* _The task_
Reproduce exactly, from the data that follows, the line with "If you could pin the man's neck", the line with "If you could pin the small plant", and every line that lies between them.

* _Dataset_
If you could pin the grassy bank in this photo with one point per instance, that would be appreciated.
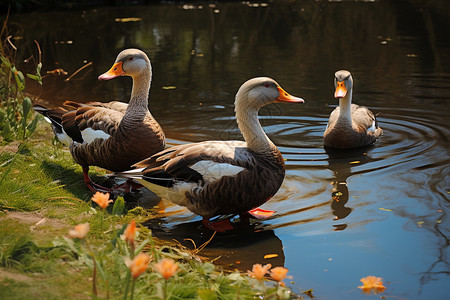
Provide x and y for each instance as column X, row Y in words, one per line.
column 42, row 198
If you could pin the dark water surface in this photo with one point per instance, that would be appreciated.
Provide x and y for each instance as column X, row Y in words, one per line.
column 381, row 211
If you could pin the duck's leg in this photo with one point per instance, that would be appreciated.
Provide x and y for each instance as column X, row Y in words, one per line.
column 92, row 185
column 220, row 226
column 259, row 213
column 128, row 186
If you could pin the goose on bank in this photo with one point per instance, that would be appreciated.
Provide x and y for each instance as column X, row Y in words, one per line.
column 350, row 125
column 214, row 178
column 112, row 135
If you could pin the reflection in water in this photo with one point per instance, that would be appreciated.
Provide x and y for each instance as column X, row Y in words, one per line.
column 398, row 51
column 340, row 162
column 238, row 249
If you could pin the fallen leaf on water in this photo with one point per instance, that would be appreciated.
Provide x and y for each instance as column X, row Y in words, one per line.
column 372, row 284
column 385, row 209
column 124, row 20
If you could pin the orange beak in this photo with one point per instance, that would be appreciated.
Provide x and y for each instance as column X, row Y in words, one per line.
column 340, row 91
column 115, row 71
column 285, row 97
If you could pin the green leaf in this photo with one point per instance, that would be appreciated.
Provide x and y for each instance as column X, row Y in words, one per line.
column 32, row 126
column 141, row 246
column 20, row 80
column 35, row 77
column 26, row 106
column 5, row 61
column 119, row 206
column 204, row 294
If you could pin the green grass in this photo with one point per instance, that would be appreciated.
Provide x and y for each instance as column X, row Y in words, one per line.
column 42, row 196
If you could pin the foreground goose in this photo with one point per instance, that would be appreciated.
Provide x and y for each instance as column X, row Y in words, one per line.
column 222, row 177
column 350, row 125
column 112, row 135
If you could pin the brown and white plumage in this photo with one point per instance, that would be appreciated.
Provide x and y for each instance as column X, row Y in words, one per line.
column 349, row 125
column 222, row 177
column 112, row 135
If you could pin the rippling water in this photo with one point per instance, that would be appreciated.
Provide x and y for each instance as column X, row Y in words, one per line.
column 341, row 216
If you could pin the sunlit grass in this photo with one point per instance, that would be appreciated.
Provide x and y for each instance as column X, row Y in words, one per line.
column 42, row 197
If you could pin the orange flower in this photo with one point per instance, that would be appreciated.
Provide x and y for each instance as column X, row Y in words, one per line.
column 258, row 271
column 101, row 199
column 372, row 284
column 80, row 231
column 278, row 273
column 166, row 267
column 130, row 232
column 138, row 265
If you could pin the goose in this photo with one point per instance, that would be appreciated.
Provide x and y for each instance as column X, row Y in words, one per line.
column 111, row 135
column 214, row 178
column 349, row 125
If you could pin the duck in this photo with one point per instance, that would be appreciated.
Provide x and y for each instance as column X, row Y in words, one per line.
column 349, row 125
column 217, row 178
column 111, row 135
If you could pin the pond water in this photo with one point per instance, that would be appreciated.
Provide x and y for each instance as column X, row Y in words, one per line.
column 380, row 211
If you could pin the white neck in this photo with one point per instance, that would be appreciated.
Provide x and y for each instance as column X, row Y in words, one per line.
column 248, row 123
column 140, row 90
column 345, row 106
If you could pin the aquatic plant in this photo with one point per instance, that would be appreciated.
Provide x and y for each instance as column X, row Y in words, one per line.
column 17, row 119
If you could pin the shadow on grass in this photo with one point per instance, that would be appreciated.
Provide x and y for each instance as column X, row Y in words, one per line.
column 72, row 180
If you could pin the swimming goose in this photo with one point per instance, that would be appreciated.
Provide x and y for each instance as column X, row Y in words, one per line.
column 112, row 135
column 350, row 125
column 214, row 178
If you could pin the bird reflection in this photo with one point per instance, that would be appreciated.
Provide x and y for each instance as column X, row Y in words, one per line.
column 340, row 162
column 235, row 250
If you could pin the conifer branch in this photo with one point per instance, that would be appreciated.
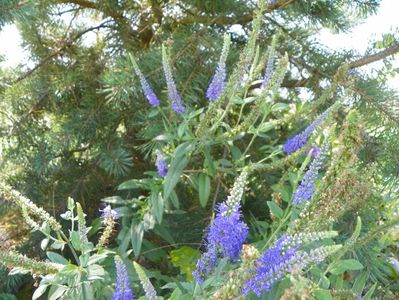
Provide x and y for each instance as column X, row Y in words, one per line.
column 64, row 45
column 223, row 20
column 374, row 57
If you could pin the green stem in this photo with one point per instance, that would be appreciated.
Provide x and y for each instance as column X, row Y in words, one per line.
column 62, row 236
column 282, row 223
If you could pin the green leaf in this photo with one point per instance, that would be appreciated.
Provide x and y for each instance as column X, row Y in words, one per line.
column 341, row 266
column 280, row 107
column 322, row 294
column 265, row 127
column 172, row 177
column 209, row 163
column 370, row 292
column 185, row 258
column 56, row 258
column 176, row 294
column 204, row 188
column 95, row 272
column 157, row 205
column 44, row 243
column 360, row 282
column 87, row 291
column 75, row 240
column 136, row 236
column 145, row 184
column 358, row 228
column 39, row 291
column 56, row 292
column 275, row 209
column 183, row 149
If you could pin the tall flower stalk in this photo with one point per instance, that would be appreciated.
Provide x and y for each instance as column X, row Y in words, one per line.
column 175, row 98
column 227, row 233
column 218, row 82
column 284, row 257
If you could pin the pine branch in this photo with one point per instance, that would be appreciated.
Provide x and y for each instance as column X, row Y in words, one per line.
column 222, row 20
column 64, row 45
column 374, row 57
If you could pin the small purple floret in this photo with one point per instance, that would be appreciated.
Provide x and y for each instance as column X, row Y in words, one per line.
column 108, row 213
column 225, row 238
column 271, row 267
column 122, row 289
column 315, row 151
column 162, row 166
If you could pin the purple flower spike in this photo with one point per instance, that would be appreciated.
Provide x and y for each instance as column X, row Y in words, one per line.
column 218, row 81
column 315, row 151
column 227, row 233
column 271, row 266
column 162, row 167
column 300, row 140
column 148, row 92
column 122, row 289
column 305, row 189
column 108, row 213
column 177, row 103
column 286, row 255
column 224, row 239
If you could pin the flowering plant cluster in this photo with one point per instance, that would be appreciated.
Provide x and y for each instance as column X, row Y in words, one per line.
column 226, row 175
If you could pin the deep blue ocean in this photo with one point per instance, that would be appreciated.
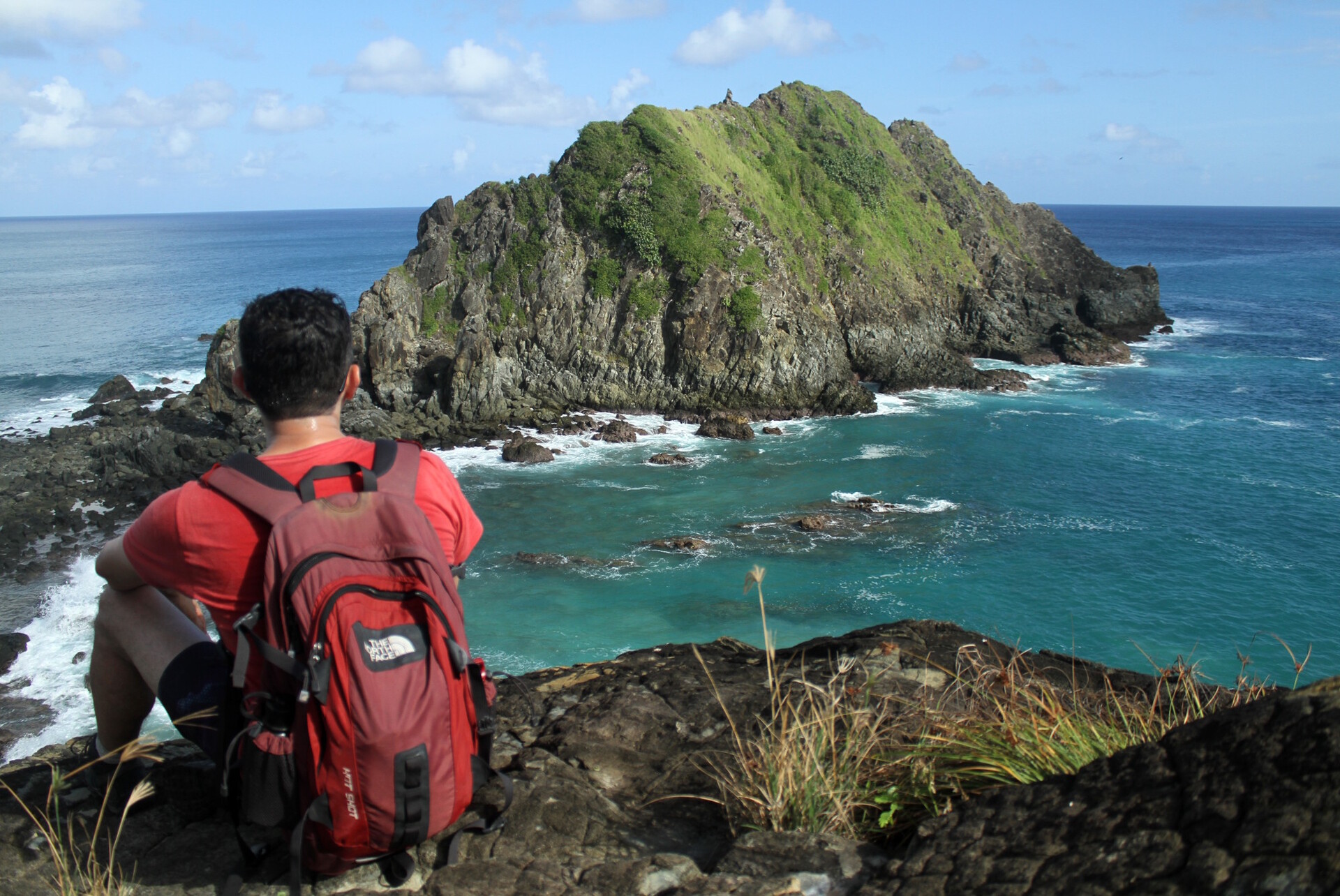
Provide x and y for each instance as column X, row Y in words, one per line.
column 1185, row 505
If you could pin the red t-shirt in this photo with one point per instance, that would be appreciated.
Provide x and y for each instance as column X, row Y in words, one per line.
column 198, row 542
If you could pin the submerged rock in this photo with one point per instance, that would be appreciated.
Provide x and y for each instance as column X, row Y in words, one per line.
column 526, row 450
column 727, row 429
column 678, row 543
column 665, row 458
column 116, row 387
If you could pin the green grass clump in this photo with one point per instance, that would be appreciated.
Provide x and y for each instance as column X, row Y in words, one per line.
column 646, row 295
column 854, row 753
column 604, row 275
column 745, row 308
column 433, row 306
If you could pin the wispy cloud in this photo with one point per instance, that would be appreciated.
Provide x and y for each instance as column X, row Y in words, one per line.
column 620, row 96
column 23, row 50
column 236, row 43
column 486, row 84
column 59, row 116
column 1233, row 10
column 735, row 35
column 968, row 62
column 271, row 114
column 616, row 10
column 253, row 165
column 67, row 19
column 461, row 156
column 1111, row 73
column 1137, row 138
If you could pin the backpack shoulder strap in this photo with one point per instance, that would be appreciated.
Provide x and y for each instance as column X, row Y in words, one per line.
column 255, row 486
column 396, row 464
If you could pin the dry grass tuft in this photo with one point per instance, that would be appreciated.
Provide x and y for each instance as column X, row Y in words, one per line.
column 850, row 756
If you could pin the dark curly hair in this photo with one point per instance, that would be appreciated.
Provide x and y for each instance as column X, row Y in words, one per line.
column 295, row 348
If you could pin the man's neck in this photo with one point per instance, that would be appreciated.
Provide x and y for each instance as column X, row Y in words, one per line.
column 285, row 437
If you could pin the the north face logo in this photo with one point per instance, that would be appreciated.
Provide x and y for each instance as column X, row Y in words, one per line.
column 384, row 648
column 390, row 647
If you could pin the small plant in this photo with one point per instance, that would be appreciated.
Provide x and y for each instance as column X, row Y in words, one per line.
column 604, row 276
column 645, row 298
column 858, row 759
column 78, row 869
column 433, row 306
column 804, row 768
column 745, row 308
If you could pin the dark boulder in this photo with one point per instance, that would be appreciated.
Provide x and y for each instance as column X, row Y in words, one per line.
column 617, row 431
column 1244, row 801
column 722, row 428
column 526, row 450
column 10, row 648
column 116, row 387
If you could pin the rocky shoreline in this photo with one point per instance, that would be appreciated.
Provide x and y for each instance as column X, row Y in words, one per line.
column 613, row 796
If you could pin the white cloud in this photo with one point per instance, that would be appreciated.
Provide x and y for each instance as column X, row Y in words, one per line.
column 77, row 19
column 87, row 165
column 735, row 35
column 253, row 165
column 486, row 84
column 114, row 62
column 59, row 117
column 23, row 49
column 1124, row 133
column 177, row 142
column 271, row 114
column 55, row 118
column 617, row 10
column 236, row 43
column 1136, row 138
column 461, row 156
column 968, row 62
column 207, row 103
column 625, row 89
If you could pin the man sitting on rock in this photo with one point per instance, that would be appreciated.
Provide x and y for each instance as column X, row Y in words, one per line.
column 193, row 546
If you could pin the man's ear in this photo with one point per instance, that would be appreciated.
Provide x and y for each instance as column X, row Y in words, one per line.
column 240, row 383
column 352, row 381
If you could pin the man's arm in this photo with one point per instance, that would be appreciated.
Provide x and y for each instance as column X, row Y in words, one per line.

* _Reply_
If you could pin the man's neck in this photo with one point per instance, that would be appreciated.
Provide x and y for each instance as column X, row Y in words, one per line.
column 285, row 437
If you could pin the the north face logo in this photo with one point per instance, that would be appreciated.
Provide x and y for each instance as column X, row Y in words, one per line.
column 384, row 648
column 390, row 647
If you could pin the small plant in this photo with one point per instance, that would be appreciated.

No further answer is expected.